Please format the lines of the rows below as a numbered list, leaving out any blank lines.

Data listing:
⟨

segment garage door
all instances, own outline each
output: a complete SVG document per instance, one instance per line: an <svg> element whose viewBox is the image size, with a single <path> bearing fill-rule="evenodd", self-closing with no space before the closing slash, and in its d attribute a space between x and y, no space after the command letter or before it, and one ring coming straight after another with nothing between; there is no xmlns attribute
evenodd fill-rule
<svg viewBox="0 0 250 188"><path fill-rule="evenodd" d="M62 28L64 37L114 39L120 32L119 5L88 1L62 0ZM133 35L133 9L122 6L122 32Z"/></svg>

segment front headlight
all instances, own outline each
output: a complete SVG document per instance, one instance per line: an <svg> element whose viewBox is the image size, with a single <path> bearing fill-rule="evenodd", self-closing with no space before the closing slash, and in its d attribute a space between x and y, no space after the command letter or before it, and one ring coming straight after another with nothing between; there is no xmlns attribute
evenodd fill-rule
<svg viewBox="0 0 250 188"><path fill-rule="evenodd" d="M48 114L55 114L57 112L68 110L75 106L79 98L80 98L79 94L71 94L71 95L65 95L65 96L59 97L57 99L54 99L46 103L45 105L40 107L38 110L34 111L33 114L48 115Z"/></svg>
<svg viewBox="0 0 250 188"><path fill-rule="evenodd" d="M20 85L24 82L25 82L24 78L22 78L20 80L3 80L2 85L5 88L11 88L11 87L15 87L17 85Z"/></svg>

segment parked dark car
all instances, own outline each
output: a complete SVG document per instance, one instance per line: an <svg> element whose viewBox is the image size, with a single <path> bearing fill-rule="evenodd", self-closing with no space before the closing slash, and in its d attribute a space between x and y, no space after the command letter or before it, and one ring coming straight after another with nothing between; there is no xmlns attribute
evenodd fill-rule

⟩

▶ [Reply]:
1. segment garage door
2. all instances, own outline each
3. output: a complete SVG document per instance, one instance per line: an <svg> element whose viewBox is the image size, with a single <path> bearing fill-rule="evenodd", self-closing with no space before the closing slash, and in its d attribute a space between x and y, no space after the command letter or before it, and one ring coming straight after another with nothing between; there is no xmlns attribute
4. evenodd fill-rule
5. <svg viewBox="0 0 250 188"><path fill-rule="evenodd" d="M62 28L64 37L114 39L120 32L119 5L88 1L62 0ZM133 35L133 9L122 6L122 32Z"/></svg>
6. segment front headlight
7. all instances, own outline each
8. output: a complete SVG document per instance, one instance per line: an <svg> element whose viewBox is the image size, with a single <path> bearing fill-rule="evenodd", self-closing with no space before the closing slash, and in its d attribute a space between x and y, no space after the command letter or before it, and one ring coming straight after another with nothing between; there is no xmlns attribute
9. evenodd fill-rule
10. <svg viewBox="0 0 250 188"><path fill-rule="evenodd" d="M48 114L55 114L57 112L68 110L75 106L79 98L80 98L79 94L71 94L71 95L65 95L65 96L59 97L57 99L54 99L46 103L45 105L40 107L38 110L34 111L33 114L48 115Z"/></svg>
11. <svg viewBox="0 0 250 188"><path fill-rule="evenodd" d="M20 85L24 82L25 82L24 78L22 78L20 80L3 80L2 85L5 88L11 88L11 87L15 87L17 85Z"/></svg>
12. segment parked dark car
13. all instances, own outline each
14. output: a complete SVG document per instance, one instance per line: an <svg> element whose viewBox is the image size, with a single <path> bearing fill-rule="evenodd", self-closing with no space before the closing slash, and in its d attribute a space between x and y, no space after the command letter or before it, and one ring coming straight after another with nothing between; there is no xmlns attribute
15. evenodd fill-rule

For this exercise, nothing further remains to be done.